_Task inputs_
╔══

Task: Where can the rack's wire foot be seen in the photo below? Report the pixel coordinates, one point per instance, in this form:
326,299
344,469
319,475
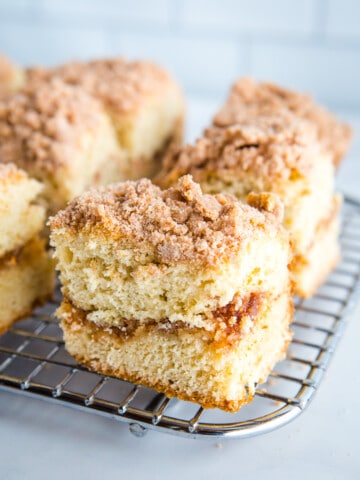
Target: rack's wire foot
137,430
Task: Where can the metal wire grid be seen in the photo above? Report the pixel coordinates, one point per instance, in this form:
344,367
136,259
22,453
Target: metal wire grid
33,361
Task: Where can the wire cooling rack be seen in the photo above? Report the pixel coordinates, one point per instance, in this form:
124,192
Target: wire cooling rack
33,362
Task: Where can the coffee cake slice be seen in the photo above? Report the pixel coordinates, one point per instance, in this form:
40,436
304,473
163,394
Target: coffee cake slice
270,154
144,102
61,136
180,291
26,268
250,100
21,218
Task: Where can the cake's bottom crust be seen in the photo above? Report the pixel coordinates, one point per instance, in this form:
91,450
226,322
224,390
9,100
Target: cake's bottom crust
184,364
26,280
310,270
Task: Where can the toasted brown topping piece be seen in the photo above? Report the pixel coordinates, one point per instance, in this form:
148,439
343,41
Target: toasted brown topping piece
268,148
249,100
178,224
119,84
269,202
10,175
40,126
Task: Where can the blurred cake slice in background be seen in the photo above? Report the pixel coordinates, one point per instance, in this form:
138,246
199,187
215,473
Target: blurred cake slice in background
145,104
11,77
249,100
61,136
278,154
26,269
176,290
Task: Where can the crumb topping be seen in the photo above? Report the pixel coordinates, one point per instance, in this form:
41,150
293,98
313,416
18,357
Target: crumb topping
119,84
268,147
178,224
40,126
10,174
249,100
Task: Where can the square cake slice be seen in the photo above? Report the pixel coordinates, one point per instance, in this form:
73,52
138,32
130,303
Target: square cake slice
180,291
276,154
250,100
144,102
61,136
21,218
27,279
26,268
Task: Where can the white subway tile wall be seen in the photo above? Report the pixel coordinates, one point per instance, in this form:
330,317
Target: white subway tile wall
311,45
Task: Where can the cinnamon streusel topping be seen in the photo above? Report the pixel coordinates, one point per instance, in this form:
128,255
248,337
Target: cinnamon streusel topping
41,125
178,224
249,100
268,147
119,84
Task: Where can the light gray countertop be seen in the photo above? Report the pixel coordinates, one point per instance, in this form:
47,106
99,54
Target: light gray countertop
39,440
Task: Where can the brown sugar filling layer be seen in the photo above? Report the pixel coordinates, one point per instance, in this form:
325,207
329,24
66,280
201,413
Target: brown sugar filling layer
230,322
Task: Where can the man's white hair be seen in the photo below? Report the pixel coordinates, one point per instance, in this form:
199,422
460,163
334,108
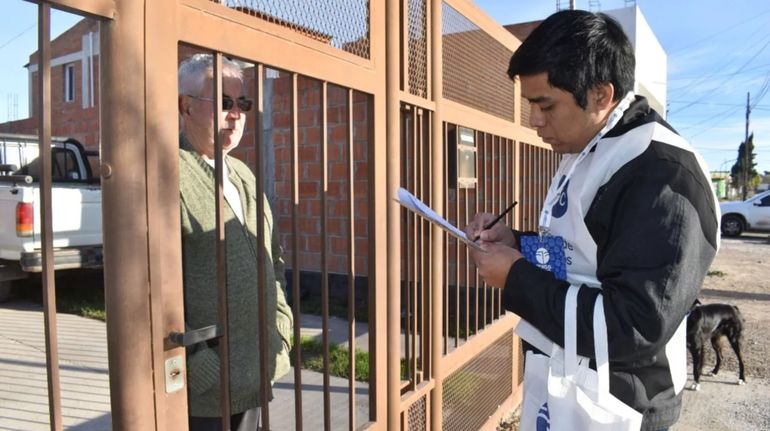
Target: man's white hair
194,71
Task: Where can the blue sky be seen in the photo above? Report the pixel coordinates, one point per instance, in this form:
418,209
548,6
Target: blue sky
717,52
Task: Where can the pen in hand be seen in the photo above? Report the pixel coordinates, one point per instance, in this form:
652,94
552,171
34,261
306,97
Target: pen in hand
497,219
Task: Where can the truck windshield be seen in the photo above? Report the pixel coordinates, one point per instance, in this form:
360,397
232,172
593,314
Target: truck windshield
64,166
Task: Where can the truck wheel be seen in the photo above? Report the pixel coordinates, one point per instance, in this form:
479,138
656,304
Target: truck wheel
732,225
5,290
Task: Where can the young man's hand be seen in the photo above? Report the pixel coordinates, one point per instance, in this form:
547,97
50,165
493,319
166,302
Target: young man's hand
499,233
499,249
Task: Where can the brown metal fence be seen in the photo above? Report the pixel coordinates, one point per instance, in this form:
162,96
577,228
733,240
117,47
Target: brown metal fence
352,103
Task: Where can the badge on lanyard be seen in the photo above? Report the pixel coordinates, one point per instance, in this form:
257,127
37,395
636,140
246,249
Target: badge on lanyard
546,252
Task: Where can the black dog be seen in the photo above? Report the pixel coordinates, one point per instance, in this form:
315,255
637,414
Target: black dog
710,322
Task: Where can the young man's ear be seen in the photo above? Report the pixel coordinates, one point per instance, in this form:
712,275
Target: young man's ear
604,95
184,106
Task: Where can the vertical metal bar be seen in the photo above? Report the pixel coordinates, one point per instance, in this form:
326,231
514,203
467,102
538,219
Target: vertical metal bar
483,163
259,174
295,273
410,230
425,143
437,243
444,139
224,349
418,238
426,309
476,135
351,268
127,263
466,258
459,246
46,214
392,64
325,251
500,205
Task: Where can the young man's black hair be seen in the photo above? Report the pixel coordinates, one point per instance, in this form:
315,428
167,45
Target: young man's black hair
578,50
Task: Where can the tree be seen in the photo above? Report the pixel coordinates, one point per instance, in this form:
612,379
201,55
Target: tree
739,170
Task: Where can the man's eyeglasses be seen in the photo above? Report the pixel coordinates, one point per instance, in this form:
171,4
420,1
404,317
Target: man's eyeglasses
243,103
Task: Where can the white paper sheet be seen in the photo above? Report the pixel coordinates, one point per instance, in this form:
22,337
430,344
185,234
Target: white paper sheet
411,202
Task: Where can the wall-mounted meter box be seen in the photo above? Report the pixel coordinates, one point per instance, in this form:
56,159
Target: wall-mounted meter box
462,157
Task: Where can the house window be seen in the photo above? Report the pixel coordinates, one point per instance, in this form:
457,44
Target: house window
69,82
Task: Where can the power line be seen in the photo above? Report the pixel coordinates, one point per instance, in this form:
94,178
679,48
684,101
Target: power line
715,103
763,68
686,89
721,32
724,82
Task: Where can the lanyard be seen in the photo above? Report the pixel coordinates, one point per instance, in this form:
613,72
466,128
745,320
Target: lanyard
557,186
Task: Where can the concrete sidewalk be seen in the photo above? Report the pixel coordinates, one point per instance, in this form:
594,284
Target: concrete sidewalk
85,384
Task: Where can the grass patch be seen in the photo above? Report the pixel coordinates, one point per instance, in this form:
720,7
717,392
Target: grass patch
339,359
80,293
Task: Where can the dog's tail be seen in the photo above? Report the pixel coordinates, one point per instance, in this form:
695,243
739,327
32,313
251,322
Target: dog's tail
740,322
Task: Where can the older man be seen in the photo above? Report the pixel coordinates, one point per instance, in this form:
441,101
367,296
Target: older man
196,176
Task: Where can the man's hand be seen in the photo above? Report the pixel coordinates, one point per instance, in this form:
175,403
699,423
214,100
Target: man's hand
499,246
494,262
499,233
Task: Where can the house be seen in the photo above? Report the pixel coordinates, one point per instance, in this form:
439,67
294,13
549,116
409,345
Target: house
651,59
74,87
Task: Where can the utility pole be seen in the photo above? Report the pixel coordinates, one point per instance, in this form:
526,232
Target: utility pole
746,156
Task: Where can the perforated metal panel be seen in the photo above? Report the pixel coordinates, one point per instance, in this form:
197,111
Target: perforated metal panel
418,48
343,24
472,393
416,418
475,67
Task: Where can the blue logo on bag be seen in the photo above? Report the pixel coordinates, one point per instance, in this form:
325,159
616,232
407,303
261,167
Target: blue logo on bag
560,207
546,253
543,422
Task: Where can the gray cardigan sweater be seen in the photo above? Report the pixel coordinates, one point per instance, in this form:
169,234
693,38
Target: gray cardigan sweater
200,287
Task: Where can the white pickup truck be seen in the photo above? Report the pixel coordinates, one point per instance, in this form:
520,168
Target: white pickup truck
752,214
76,202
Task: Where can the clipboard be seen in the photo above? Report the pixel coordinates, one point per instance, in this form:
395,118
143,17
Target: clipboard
410,202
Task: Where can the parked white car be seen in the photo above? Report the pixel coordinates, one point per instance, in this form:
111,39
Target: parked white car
76,202
752,214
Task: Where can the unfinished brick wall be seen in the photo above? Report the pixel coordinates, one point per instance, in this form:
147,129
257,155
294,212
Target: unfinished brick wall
309,242
68,118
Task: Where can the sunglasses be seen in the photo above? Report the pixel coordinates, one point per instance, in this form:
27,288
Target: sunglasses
243,103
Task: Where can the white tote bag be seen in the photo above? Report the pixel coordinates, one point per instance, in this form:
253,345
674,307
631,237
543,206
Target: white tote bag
562,393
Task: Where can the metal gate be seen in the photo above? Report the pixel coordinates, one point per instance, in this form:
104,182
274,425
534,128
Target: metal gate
352,103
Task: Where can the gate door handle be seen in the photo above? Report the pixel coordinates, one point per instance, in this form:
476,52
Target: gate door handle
209,334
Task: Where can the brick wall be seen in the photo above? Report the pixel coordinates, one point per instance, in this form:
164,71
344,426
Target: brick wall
309,166
68,119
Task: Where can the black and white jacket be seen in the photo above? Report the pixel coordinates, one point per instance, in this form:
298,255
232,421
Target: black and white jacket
640,222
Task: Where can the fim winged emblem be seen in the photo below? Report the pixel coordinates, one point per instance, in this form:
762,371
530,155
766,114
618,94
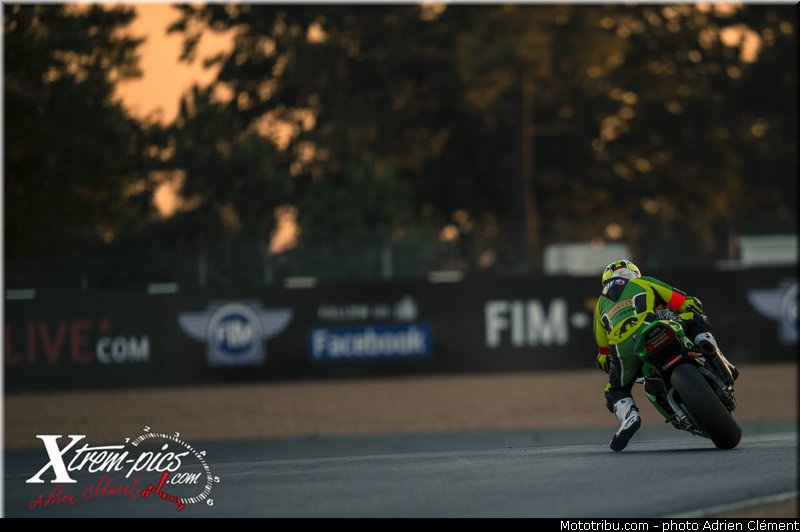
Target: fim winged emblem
779,304
234,331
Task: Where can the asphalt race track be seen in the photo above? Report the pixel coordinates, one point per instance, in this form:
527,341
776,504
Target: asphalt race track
557,473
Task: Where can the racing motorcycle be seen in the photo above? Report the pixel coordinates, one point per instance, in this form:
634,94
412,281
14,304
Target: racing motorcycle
692,390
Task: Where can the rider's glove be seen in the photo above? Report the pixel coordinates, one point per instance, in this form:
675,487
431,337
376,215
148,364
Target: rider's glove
693,305
603,362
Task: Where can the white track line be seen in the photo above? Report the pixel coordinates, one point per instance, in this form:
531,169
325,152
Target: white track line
740,505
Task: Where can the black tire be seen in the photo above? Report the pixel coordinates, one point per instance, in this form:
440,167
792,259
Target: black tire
705,407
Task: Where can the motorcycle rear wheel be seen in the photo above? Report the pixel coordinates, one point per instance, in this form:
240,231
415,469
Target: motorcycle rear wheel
705,407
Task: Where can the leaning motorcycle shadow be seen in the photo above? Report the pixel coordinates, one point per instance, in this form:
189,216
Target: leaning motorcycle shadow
674,450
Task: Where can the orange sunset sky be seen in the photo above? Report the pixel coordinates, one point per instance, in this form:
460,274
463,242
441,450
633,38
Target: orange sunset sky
164,77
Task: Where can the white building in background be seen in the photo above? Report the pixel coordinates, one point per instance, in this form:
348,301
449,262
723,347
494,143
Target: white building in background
767,250
583,258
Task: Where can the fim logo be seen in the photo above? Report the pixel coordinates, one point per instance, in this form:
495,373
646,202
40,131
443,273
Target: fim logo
779,304
234,332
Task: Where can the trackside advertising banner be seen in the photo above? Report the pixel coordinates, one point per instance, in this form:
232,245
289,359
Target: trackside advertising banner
349,330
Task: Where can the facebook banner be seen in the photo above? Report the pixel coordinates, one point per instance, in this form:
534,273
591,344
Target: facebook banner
374,341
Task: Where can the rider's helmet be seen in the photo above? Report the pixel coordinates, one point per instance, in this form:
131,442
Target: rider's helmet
621,268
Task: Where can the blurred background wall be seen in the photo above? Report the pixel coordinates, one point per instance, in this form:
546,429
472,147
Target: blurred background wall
487,147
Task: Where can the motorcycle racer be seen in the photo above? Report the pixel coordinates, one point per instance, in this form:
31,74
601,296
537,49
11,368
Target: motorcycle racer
627,303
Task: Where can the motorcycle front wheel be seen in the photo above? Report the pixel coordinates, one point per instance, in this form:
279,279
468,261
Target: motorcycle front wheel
705,407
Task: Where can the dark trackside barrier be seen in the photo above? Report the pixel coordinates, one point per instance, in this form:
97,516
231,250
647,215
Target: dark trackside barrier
349,330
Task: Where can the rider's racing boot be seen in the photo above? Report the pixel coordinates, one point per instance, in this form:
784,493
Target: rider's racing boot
627,412
708,345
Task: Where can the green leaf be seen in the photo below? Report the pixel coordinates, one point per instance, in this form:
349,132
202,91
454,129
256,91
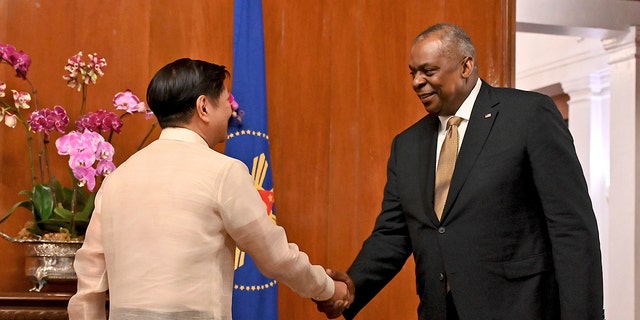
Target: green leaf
24,204
62,213
42,202
86,212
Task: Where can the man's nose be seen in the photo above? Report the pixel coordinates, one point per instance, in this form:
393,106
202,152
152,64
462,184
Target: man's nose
418,81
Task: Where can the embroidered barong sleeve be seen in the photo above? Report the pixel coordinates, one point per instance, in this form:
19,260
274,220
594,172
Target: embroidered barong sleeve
246,220
89,301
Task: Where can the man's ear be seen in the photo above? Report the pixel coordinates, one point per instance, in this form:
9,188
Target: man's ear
201,108
467,67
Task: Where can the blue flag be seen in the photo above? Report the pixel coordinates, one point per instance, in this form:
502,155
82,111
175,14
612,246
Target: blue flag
254,295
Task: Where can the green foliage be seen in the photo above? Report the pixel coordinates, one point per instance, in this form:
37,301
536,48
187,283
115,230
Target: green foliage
56,208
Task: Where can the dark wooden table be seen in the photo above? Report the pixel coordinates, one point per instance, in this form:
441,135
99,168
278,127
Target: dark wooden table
33,306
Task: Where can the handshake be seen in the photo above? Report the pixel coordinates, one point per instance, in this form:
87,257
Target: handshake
342,297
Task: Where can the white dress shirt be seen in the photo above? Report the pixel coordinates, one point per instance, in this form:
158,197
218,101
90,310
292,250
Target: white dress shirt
164,231
463,112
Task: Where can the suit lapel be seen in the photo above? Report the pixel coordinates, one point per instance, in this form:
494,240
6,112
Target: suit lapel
483,115
424,164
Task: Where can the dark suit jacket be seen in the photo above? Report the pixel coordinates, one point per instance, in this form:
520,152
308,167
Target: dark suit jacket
518,238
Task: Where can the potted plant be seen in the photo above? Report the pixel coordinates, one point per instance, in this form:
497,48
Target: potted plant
61,213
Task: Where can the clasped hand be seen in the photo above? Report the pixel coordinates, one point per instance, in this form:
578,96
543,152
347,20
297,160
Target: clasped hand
342,297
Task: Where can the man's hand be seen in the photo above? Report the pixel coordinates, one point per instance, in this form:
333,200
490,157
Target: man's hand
342,297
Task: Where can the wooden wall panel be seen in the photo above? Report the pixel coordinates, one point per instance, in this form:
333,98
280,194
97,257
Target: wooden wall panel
338,91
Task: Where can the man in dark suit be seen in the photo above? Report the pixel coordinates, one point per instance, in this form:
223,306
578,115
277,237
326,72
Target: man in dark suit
517,237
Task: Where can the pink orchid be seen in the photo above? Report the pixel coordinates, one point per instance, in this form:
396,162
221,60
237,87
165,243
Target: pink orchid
84,149
10,120
86,177
80,72
21,99
47,120
19,60
100,121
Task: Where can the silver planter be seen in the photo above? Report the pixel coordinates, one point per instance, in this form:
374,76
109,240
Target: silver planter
48,261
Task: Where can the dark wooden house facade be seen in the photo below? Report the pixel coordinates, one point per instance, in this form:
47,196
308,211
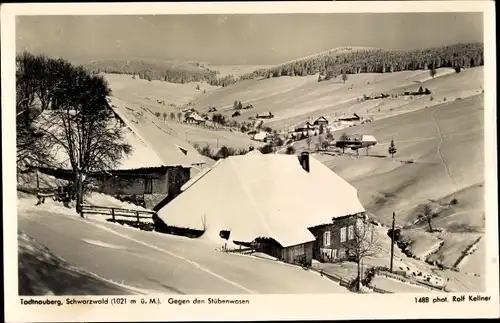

╚══

_Given task_
Count the lines in the data above that contain the string "barrier", treating uppercase and lowercase as different. Reply with the number alone.

_The response_
2